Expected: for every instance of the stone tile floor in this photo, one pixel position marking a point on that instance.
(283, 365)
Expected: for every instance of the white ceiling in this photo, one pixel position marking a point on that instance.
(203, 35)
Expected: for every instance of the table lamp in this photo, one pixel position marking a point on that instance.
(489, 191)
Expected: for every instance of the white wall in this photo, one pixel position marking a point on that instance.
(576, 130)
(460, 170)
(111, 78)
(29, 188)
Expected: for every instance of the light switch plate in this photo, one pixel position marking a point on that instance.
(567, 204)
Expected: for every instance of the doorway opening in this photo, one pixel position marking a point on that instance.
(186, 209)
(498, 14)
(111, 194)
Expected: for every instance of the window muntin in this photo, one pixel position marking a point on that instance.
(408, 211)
==
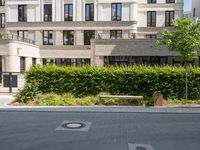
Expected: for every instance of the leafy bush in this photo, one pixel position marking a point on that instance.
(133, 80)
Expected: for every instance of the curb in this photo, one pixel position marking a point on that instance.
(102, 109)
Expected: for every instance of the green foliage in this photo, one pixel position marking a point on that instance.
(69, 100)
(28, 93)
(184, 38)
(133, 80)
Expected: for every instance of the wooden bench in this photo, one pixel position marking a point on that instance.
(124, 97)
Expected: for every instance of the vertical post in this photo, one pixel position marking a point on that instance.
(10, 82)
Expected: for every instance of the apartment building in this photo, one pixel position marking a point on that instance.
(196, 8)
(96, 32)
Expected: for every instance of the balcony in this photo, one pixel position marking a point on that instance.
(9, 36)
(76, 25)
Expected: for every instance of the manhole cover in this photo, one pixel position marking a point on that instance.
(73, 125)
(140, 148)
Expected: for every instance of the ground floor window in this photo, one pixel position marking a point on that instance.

**WRITTEN REQUEST**
Transcribe the items exactly, starting with the line containing "Expected: for every instance of the apartment" and continuing down to the line containing "Expected: for every instance of the ground", with both of those lines included.

**RESPONSE TO THIS EXERCISE**
Expected: for every instance of the apartment building in this photo, one pixel position marking a point on that instance.
(196, 8)
(96, 32)
Expected: for every instance of the balcony in this photo, one pixel position marking a point on that instance.
(9, 36)
(76, 25)
Expected: for every instance of the manhole cover in this photo, one pixel position marking a point on that instance.
(73, 125)
(140, 148)
Expected: for every instance of the ground floor window in this photo, one pixel position marking a point on that instance.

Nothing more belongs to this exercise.